# Problem set
a. Repeat the stretch of the Legion of Honor passage from "After some persuading, Adolph" through "dutifully carried out.", word for word.
b. According to the Legion of Honor passage, on what date did the museum open?

--- Start of Document section ---

Palace of the Legion of Honor

After the mansion was completed, Spreckels began throwing opulent parties befitting a woman of her status. Although attended by local celebrities such as author Jack London and sculptor Earl Cummings, there were a number of people who were disdainful of her earlier infamy and snubbed her invitations. This motivated her to gain some respectability for herself, which she did by going to Paris. There, she met entertainer Loie Fuller and through Fuller, other artists, most notably Auguste Rodin. With Fuller's encouragement and contacts, Alma Spreckels eventually became one of the more influential art collectors in the U.S.

She returned from Paris right after the beginning of World War I. Having purchased a number of Rodin's works directly from the artist, she had them displayed at the 1915 Panama–Pacific International Exposition. It was there that Spreckels fell in love with the French Pavilion, which was a temporary building constructed only of a wood frame covered with staff, a kind of faux stone made from a mixture of plaster and burlap-type fiber. She decided to have a permanent and exact replica of the building constructed so she could permanently contain her burgeoning art collection, but it would be another nine years before this dream could come to fruition.

In the intervening time, she busied herself with charity auctions, raising money for war-torn France, Belgium, and Romania. For one such event at the Palace Hotel, she was able to obtain donations from U.S. presidents and other renowned individuals. Her own collection was not spared: her prized Rodin The Genius of War also went on the auction block.

After some persuading, Adolph eventually agreed to fund Spreckels' museum project. To acquire more art and financial support, Spreckels returned to Europe. The French government agreed to supply some, and Queen Marie of Romania donated a replica of her Byzantine Golden Room. While Spreckels was in Europe, President Warren G. Harding requested her help in compiling a report on post-war working conditions for women for the Department of Labor's Women's Bureau, which she dutifully carried out.

In 1921, ground was broken for the Palace of the Legion of Honor Museum in Lincoln Park, San Francisco. As Spreckels envisioned it, the building is an almost exact, full-scale replica of the French Pavilion from the 1915 Panama Pacific International Exposition, which in turn was a three-quarter-scale version of the Palais de la Légion d'Honneur in Paris designed by George Applegarth and H. Guillaume. At the close of the exposition, which was located just a few miles away in the current Marina district, the French government granted Adolph permission to construct a permanent replica of the French Pavilion. The museum opened on November 11, 1924, six months after Adolph's death. During the dedication ceremony, the Counsellor of State of France announced that Spreckels had been awarded the Grand Cross of the Légion d'honneur.

--- End of Document section ---
--- Start of Entries shown ---

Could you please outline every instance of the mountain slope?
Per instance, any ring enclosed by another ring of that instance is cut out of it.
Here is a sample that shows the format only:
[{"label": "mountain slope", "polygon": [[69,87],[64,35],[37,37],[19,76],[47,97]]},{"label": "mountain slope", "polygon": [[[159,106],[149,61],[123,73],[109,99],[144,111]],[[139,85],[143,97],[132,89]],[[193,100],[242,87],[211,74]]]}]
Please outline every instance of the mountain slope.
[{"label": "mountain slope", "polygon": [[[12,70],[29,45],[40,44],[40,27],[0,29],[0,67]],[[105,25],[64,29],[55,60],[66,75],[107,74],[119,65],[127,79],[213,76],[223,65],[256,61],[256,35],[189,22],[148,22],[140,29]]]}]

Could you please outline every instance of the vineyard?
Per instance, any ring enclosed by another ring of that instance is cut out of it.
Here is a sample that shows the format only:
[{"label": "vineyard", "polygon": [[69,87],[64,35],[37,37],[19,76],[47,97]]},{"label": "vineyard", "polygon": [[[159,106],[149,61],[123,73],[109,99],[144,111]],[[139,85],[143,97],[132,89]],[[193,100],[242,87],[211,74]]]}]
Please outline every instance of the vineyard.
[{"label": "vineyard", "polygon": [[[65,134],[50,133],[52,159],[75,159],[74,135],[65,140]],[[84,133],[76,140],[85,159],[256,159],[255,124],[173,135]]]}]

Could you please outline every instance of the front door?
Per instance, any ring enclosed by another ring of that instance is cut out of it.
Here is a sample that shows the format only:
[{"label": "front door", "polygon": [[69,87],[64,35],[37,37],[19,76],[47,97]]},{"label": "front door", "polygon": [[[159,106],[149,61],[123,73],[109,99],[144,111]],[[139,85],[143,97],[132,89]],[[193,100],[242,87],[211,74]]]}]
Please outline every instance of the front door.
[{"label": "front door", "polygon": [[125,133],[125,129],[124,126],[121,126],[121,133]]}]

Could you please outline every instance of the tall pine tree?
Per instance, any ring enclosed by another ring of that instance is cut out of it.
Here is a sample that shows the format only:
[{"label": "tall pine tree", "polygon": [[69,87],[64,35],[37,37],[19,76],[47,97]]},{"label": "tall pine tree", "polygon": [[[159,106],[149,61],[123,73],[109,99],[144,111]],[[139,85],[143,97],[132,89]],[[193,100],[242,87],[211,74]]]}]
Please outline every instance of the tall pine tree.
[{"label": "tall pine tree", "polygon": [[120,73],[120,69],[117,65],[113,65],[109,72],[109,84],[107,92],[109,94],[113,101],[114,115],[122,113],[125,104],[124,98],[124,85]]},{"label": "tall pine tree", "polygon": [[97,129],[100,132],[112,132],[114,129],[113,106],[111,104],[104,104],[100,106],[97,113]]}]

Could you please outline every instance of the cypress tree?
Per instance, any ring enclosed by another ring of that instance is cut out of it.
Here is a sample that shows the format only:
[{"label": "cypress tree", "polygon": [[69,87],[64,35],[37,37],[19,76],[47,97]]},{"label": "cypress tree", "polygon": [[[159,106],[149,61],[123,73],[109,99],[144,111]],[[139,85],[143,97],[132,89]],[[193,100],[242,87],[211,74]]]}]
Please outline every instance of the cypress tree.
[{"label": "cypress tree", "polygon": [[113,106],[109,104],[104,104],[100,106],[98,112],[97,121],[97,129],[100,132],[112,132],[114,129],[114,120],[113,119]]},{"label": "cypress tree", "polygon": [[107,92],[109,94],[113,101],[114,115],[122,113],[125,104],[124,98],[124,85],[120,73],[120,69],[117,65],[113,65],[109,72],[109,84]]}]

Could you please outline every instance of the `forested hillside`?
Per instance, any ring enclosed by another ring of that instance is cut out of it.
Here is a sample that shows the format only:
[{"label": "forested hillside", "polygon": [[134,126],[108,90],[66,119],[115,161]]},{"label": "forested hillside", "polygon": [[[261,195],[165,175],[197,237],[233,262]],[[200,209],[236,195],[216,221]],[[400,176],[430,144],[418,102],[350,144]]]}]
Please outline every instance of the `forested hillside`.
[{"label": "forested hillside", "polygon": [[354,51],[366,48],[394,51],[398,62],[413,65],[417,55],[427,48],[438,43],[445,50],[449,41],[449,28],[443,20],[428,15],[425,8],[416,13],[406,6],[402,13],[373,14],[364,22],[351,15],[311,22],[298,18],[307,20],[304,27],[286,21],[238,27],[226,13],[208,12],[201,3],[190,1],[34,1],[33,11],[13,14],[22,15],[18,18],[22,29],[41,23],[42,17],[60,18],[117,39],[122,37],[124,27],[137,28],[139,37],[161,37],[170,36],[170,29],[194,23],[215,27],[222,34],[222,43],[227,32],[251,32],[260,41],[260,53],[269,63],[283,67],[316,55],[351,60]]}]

--- End of Entries shown ---

# Solutions to the exercise
a.
After some persuading, Adolph eventually agreed to fund Spreckels' museum project. To acquire more art and financial support, Spreckels returned to Europe. The French government agreed to supply some, and Queen Marie of Romania donated a replica of her Byzantine Golden Room. While Spreckels was in Europe, President Warren G. Harding requested her help in compiling a report on post-war working conditions for women for the Department of Labor's Women's Bureau, which she dutifully carried out.

b. November 11, 1924.